§ Work to be completed
Give all of the records again. Match them exactly.

§ Data to use
========================================================================
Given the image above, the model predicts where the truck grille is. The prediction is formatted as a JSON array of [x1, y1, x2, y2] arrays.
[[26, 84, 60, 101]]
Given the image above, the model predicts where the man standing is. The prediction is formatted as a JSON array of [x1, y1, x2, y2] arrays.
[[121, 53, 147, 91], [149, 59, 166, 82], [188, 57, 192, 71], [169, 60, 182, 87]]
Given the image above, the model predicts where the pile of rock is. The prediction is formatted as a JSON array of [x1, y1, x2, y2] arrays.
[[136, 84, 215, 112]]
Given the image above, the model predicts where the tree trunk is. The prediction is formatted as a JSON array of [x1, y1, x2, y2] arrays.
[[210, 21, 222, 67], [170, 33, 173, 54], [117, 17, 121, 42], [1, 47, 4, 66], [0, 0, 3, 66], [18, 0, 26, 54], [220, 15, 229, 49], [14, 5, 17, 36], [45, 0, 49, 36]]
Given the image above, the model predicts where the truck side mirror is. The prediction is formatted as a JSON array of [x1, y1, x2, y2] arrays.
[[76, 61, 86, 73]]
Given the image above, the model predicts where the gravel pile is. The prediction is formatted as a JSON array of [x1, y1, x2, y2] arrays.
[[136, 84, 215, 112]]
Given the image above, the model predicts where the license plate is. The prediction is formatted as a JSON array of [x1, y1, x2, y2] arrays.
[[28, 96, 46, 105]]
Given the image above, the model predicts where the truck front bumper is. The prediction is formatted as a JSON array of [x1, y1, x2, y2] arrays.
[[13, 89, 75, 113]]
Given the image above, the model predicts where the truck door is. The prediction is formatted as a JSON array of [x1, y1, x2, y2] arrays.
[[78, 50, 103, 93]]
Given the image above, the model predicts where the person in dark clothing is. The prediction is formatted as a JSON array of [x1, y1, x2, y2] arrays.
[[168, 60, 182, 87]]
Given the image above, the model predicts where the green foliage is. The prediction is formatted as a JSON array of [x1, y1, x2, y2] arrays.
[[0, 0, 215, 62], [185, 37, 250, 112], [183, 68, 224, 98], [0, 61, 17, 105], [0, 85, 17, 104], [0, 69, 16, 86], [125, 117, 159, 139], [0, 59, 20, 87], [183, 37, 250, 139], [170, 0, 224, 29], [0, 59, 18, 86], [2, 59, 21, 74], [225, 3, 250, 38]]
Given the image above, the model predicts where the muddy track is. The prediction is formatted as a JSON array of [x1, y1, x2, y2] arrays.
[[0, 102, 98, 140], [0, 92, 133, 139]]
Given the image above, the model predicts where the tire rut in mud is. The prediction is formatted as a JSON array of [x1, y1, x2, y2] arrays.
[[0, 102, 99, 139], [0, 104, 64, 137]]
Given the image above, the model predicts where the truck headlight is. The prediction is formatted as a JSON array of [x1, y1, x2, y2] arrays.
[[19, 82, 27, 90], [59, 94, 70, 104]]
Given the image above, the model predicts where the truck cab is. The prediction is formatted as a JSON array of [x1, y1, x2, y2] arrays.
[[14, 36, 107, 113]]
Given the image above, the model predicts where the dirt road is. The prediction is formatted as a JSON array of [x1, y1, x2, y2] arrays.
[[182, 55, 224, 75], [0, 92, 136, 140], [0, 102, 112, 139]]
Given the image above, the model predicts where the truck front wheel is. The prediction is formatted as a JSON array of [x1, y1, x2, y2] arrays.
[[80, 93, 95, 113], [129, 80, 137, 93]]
========================================================================
§ Result of the task
Given the image above, the model predicts where the truck grille is. The prediction is formatted as a JSON array of [x1, y1, x2, y2] arrays.
[[26, 84, 60, 101]]
Given the image above, the model predicts where the man standing is. The prediction is formatted as a JSON array of [x1, y1, x2, y2] arrays.
[[121, 53, 147, 91], [149, 59, 166, 82], [188, 57, 192, 71], [169, 60, 182, 87]]
Given the image above, the model predicts where the pile of rock is. The prediction is formatted as a JSON array of [x1, y1, x2, y2] arrays.
[[136, 84, 215, 112]]
Given the image above, the model predicts where the tree trunk is. The prediction is formatted as a JSON array of [x1, y1, x2, y2] arrays.
[[210, 21, 222, 67], [170, 33, 173, 54], [117, 17, 121, 42], [1, 47, 4, 66], [0, 0, 3, 66], [18, 0, 26, 54], [220, 15, 229, 49], [14, 5, 17, 36], [45, 0, 49, 36]]
Given the image above, the model predicts where the truck side mirror is. The prediction is formatted as a JSON array of [x1, y1, x2, y2] arrays.
[[76, 61, 86, 73]]
Given the image above, the model predicts where the gravel pile is. The prediction is formatted as a JSON array of [x1, y1, x2, y2] arrays.
[[136, 84, 215, 112]]
Given the image above, the model predicts where the license plate is. The prediction is formatted as a JSON array of [x1, y1, x2, y2] arrays.
[[28, 96, 46, 105]]
Given the image above, the model predicts where the truck front bumper is. The prediction is formatted as a JSON array of [x1, y1, x2, y2] arrays.
[[13, 89, 75, 113]]
Given the image above, the model predicts where the truck door is. The prediction is formatted as a JSON array of [x1, y1, x2, y2] arrays.
[[78, 50, 103, 93]]
Given the image above, the model predicts where the person in dark clothing is. The prediction is formatted as a JSON array of [x1, y1, x2, y2] arrays.
[[168, 60, 182, 87]]
Given the image above, the model predicts where the green foliage is. The prediction is formatted as a JSON array of [x1, y1, x2, y2] arrays.
[[0, 0, 215, 62], [185, 37, 250, 112], [183, 68, 224, 98], [0, 61, 17, 105], [0, 85, 17, 104], [0, 69, 16, 86], [125, 117, 159, 139], [0, 59, 20, 87], [183, 37, 250, 139], [170, 0, 224, 29], [0, 59, 18, 86], [2, 59, 21, 74], [225, 3, 250, 38]]
Given the image above, the model predicts where the muddy track is. The prediction is formatted as a JSON array of [x1, y1, x2, y2] arrays.
[[0, 102, 98, 140], [0, 92, 133, 139]]
Given the image above, the model predicts where the tire rut in mud is. The prediction is formatted as a JSON array of [x1, y1, x2, y2] arrays.
[[0, 102, 99, 139], [0, 104, 64, 137]]
Given the image above, the model predicts where the truck headlight is. The prediction is formatted as a JSON array of [x1, y1, x2, y2] arrays.
[[19, 82, 27, 90], [59, 94, 70, 104]]
Given the image above, the model predicts where the truck cab is. The prediction is formatted as a JSON array of [x1, y1, x2, y2] arrays.
[[14, 36, 107, 113]]
Given the image above, the model predicts where the dirt road is. The prediction is formatted as a JSON array of [x1, y1, x2, y2] arrays.
[[182, 55, 224, 75], [0, 92, 136, 140], [0, 102, 112, 139]]
Given the image above, the model predicts where the truck front wheel is. The prediction is formatted as a JSON array of [x1, y1, x2, y2] arrays.
[[80, 93, 95, 113], [129, 80, 137, 93]]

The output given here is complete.